*Data provided*.
———

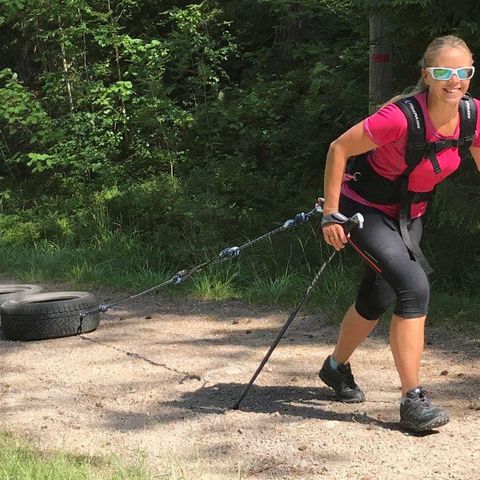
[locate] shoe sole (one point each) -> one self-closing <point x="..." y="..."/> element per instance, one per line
<point x="325" y="380"/>
<point x="425" y="427"/>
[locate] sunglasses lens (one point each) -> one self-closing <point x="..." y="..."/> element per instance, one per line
<point x="442" y="73"/>
<point x="465" y="73"/>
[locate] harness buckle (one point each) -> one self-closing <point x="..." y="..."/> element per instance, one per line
<point x="352" y="176"/>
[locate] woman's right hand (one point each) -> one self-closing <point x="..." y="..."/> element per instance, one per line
<point x="334" y="235"/>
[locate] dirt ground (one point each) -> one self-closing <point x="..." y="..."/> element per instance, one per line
<point x="159" y="377"/>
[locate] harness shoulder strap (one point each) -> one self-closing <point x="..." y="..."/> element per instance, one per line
<point x="468" y="124"/>
<point x="416" y="143"/>
<point x="416" y="148"/>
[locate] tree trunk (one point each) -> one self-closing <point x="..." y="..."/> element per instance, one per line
<point x="380" y="80"/>
<point x="65" y="63"/>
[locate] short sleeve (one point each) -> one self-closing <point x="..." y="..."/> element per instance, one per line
<point x="386" y="125"/>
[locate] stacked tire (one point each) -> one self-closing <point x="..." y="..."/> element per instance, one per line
<point x="27" y="313"/>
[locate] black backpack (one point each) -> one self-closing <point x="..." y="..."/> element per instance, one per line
<point x="378" y="189"/>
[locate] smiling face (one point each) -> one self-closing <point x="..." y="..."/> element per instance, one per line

———

Reproduce every line of the material precisely, omitting its pictures.

[locate] shoe sole (one point each) -> one self-closing <point x="..." y="..."/> element per instance, one per line
<point x="325" y="380"/>
<point x="425" y="427"/>
[locate] sunglasses lens (one point each) -> one self-closing <point x="..." y="..."/> element per instance, one per line
<point x="442" y="73"/>
<point x="465" y="73"/>
[locate] harness buckle (one point each) -> one self-closing <point x="..." y="..."/> element per instance, one per line
<point x="352" y="176"/>
[locate] woman's right hand (one point each) -> one self-closing <point x="..." y="..."/> element per instance, one per line
<point x="334" y="235"/>
[locate] dirt ground (one point each) -> one self-closing <point x="..." y="..."/> element per instance, one per line
<point x="159" y="377"/>
[locate] harness shoulder strap (one point each) -> one self-closing <point x="..." y="..."/> element per instance, one per line
<point x="468" y="124"/>
<point x="416" y="143"/>
<point x="416" y="148"/>
[locate] tree trunk (one point each) -> one self-closing <point x="..." y="..."/> element per instance, one per line
<point x="380" y="80"/>
<point x="65" y="63"/>
[locate] short sleeve (one point each) -> one self-closing <point x="..." y="..."/> element per instance, one per line
<point x="386" y="125"/>
[locate] stacked tire (one point each) -> one self-closing <point x="..." y="..."/> element per instance, one per line
<point x="27" y="313"/>
[locate] black backpack (one point each) -> one self-closing <point x="..." y="..."/> element per instance, one per line
<point x="378" y="189"/>
[locate] smiling face (one point each) -> one self-closing <point x="..." y="..."/> element per instance, one per line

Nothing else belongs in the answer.